◆ Work instructions ◆
In the material below, copy the lines starting at the one containing "Provide the mask of every instance of the potted" and ending at the one containing "Target: horse tail", substituting "bay window" for "arched window" and leaving everything else untouched.

◆ Dataset rows ◆
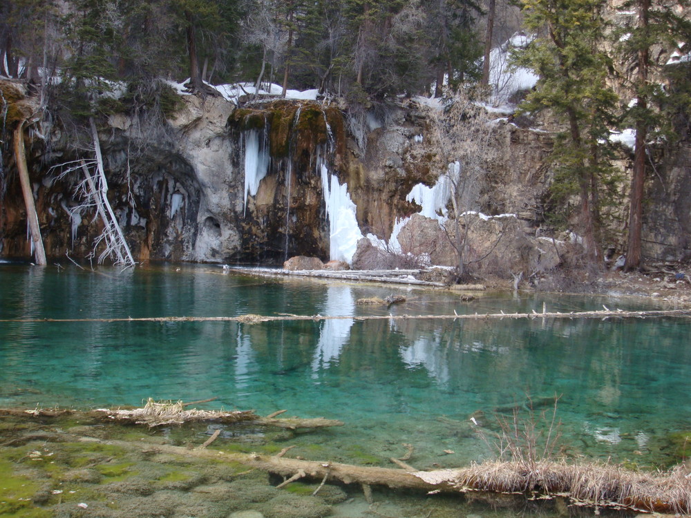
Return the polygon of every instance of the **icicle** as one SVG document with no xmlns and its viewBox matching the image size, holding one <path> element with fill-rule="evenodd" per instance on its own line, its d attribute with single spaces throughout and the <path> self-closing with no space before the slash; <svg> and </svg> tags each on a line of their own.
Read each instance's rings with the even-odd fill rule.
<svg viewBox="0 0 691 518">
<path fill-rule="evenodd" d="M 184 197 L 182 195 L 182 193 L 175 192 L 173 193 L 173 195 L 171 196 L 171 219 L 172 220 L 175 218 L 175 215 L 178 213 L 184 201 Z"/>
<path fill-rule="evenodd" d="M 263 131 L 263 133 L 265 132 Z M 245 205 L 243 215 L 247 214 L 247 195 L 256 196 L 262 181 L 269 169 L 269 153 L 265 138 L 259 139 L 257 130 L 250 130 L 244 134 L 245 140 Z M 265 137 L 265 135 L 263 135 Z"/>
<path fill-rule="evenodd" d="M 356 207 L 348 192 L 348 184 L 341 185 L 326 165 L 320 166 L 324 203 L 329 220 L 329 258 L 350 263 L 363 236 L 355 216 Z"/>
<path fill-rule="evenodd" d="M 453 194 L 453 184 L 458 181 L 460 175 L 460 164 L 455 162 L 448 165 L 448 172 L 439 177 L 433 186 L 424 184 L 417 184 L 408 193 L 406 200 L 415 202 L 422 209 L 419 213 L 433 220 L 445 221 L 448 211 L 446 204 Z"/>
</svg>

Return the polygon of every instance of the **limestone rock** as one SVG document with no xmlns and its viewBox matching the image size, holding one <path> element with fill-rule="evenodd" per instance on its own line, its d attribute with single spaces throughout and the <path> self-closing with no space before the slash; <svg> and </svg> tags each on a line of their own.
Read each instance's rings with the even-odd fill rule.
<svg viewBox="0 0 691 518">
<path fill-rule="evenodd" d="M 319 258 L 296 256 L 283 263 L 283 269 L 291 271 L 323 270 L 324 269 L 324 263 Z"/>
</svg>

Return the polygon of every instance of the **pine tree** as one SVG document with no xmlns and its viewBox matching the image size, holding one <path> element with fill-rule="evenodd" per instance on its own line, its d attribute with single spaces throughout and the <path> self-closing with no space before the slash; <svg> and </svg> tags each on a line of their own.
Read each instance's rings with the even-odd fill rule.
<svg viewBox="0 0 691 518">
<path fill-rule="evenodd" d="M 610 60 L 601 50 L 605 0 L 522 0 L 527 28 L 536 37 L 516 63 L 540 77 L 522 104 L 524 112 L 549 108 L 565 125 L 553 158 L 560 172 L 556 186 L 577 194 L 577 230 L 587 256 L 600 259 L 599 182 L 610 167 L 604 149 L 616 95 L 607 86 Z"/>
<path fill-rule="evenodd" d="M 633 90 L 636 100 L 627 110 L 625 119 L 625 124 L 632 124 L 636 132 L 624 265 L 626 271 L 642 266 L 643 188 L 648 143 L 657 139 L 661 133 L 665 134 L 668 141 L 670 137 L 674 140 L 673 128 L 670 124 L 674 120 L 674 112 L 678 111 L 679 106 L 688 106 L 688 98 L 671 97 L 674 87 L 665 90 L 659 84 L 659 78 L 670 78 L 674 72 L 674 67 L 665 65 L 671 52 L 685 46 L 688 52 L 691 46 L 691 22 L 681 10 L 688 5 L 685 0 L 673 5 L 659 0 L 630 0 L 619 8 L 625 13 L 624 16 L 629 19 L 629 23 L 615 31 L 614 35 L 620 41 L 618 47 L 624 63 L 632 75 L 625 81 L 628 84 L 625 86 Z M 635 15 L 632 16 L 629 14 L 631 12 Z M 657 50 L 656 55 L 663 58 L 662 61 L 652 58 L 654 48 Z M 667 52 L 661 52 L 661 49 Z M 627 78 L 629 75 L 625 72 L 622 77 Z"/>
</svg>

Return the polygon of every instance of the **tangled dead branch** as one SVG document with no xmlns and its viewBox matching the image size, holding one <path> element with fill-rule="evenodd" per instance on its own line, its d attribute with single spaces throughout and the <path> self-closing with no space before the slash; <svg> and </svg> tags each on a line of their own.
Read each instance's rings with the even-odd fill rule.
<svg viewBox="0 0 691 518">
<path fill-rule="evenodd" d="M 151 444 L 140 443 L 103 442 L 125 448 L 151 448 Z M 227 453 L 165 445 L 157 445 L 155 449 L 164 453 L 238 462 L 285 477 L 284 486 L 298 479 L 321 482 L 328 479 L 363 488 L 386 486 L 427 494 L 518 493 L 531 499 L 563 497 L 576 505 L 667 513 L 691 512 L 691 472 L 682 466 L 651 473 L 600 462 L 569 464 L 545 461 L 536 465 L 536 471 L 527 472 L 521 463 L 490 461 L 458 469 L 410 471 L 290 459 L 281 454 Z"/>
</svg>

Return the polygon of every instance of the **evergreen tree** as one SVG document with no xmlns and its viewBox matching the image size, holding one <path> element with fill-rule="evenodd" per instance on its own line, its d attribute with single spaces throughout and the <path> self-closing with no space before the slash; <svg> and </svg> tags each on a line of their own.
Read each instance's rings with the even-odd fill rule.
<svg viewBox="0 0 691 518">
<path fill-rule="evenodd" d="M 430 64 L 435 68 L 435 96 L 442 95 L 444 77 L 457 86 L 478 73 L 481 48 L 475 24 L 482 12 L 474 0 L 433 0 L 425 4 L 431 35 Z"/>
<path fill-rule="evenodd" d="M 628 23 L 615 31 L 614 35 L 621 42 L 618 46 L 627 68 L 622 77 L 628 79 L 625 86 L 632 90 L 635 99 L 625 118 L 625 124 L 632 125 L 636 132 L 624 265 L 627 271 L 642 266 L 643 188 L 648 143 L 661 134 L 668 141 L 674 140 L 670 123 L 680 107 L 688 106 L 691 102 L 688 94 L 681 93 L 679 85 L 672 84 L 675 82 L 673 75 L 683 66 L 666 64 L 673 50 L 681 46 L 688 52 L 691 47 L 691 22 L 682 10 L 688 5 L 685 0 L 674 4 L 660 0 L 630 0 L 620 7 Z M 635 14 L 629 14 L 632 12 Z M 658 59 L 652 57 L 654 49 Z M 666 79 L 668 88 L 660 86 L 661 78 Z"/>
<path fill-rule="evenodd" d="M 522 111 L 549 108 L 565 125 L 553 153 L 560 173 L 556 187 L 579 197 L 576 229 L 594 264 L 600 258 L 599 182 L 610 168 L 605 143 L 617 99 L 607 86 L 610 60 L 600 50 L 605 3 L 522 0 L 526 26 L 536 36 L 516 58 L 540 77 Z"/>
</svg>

...

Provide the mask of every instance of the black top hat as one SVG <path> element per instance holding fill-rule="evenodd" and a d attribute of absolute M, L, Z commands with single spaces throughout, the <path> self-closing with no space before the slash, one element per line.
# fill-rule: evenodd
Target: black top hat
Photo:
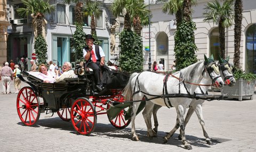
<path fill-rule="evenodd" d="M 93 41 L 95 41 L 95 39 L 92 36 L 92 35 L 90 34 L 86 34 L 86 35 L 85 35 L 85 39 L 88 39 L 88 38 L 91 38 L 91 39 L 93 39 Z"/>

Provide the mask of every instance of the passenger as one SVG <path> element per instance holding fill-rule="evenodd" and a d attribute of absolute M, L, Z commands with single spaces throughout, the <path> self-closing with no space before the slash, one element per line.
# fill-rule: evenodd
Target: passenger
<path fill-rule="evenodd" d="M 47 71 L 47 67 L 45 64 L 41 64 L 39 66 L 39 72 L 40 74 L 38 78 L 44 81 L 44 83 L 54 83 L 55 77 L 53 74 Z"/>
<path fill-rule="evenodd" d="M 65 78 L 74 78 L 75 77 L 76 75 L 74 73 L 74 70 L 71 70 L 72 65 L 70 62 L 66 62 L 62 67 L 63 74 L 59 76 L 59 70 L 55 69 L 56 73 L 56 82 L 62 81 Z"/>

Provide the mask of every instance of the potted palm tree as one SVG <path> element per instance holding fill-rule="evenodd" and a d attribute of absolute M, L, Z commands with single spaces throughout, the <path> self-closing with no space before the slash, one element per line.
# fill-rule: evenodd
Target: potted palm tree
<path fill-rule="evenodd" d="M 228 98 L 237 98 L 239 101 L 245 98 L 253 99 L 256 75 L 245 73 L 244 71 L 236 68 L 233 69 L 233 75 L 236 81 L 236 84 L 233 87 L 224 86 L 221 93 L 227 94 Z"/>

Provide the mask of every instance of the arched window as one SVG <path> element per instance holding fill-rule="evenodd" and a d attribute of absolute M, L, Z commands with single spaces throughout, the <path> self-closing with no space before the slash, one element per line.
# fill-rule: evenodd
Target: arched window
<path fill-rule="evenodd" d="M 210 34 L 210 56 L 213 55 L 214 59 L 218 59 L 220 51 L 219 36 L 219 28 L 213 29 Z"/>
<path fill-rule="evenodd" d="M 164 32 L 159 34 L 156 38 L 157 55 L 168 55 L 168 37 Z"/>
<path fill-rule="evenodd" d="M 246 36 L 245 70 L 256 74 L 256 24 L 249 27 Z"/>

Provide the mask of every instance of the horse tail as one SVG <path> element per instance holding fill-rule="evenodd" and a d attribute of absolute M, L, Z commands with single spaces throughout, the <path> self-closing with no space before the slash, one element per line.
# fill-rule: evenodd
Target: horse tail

◆ Complete answer ◆
Provide the mask of every instance of the potted palm tree as one SVG <path> element per instance holding fill-rule="evenodd" and a d attribute of absolute M, L, Z commands with single spaces throughout, the <path> self-closing with no space before the slash, one element per line.
# fill-rule: evenodd
Target: potted palm tree
<path fill-rule="evenodd" d="M 228 98 L 237 98 L 239 101 L 245 98 L 253 99 L 256 75 L 245 73 L 244 71 L 236 68 L 233 69 L 233 75 L 236 81 L 236 84 L 233 87 L 224 86 L 221 93 L 227 94 Z"/>

Provide the mask of every instance of the bay window as one SVG <path> element per instance holding fill-rule="evenodd" and a d attribute of absolute M, L, Z commands with single spaces throughout, the <path> self-closing with no space before the slash, one element per line.
# fill-rule: evenodd
Target: bay window
<path fill-rule="evenodd" d="M 210 34 L 210 56 L 213 55 L 214 59 L 218 59 L 220 51 L 219 36 L 219 28 L 213 29 Z"/>
<path fill-rule="evenodd" d="M 164 32 L 159 34 L 156 38 L 157 55 L 168 55 L 168 37 Z"/>
<path fill-rule="evenodd" d="M 246 36 L 245 70 L 256 74 L 256 24 L 249 27 Z"/>

Provide the mask of every instance of the horse tail as one SVG <path> element per instance holding fill-rule="evenodd" and a d attribute of absolute M, L, Z commands with single spaces throughout, the <path> self-closing with no space before the slash, one element per line.
# fill-rule: evenodd
Target: horse tail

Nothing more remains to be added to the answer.